[BEGIN Dataset rows]

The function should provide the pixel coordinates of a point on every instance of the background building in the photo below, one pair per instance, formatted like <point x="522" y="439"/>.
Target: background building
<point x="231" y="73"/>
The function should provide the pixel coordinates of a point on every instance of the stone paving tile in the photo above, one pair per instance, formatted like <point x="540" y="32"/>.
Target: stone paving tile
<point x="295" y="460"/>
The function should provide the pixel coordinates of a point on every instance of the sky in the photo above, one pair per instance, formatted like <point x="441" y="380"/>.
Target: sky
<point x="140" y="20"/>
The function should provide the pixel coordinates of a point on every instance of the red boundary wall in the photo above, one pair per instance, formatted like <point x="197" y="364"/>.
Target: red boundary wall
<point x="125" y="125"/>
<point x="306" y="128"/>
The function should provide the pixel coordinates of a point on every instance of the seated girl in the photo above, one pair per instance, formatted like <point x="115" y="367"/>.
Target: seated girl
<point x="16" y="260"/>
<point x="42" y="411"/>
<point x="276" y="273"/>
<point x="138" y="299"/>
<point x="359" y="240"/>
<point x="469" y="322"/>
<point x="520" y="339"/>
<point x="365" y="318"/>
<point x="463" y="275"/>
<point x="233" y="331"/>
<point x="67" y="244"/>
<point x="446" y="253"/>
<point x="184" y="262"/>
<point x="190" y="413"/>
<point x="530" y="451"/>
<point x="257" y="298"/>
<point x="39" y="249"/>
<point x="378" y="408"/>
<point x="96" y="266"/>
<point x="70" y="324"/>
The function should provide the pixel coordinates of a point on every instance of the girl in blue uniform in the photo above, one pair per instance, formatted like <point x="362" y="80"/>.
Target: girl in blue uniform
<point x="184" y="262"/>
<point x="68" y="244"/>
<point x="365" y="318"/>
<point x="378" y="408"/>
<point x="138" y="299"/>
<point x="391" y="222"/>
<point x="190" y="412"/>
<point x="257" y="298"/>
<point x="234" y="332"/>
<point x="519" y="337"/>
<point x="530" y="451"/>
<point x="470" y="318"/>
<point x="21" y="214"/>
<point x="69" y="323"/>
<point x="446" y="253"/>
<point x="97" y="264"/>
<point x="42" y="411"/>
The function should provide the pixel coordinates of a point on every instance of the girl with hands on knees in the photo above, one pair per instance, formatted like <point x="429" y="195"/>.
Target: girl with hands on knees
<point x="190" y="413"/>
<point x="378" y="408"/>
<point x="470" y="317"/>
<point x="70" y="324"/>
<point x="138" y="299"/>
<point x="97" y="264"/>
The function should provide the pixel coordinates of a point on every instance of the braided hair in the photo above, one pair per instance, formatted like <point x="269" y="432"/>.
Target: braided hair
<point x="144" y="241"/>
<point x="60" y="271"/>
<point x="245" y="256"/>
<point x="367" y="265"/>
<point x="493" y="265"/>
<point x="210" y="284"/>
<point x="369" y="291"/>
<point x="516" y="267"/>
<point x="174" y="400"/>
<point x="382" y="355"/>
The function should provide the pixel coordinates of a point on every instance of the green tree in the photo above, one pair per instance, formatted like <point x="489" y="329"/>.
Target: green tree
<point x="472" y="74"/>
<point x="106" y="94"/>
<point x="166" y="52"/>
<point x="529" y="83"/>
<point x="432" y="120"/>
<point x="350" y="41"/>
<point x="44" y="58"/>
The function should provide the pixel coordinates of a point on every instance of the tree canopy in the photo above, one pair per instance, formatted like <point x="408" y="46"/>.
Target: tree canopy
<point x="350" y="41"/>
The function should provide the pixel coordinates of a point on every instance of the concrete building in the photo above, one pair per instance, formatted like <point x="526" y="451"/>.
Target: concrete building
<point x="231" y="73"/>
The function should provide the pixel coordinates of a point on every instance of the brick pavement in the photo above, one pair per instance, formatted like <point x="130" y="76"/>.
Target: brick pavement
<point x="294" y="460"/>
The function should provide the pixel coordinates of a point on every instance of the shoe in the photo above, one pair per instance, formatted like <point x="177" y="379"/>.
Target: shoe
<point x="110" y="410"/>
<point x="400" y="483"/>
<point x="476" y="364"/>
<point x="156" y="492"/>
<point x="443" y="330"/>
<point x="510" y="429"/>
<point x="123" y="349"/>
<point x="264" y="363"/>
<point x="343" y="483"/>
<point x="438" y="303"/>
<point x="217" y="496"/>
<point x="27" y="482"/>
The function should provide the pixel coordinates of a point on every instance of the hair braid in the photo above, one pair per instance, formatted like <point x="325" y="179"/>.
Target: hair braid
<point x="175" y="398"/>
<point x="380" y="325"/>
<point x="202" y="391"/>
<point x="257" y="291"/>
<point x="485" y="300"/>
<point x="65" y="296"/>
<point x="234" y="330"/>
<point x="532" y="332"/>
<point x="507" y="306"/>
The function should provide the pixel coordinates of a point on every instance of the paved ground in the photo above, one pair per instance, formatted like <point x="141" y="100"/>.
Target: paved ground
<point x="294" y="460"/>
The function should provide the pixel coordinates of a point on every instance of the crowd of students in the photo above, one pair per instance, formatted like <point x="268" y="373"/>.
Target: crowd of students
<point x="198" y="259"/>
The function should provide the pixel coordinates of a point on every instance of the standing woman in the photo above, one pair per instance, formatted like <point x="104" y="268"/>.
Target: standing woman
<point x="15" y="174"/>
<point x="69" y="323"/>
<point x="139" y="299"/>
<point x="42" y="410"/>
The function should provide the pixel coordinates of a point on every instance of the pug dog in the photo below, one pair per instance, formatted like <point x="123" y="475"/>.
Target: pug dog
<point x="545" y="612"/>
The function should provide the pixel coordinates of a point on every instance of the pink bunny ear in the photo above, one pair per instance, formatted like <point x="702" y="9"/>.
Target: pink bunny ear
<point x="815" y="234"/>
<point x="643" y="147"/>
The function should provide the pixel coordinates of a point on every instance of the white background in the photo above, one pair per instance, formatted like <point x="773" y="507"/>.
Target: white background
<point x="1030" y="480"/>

[END Dataset rows]

● **What to work on**
Rewrite the part of the data that opens with the line containing "of the white" and closes at the end of the data as a two-column CSV with the headers input and output. Give one row per entry, with its text and its answer each in a single quoted field and line breaks replaced by spaces.

● **Solution to the problem**
input,output
"The function should provide the pixel coordinates of a point on every instance of the white background in the photo above, one pair per instance, formatted like <point x=""773"" y=""507""/>. Target: white background","<point x=""1030"" y=""480""/>"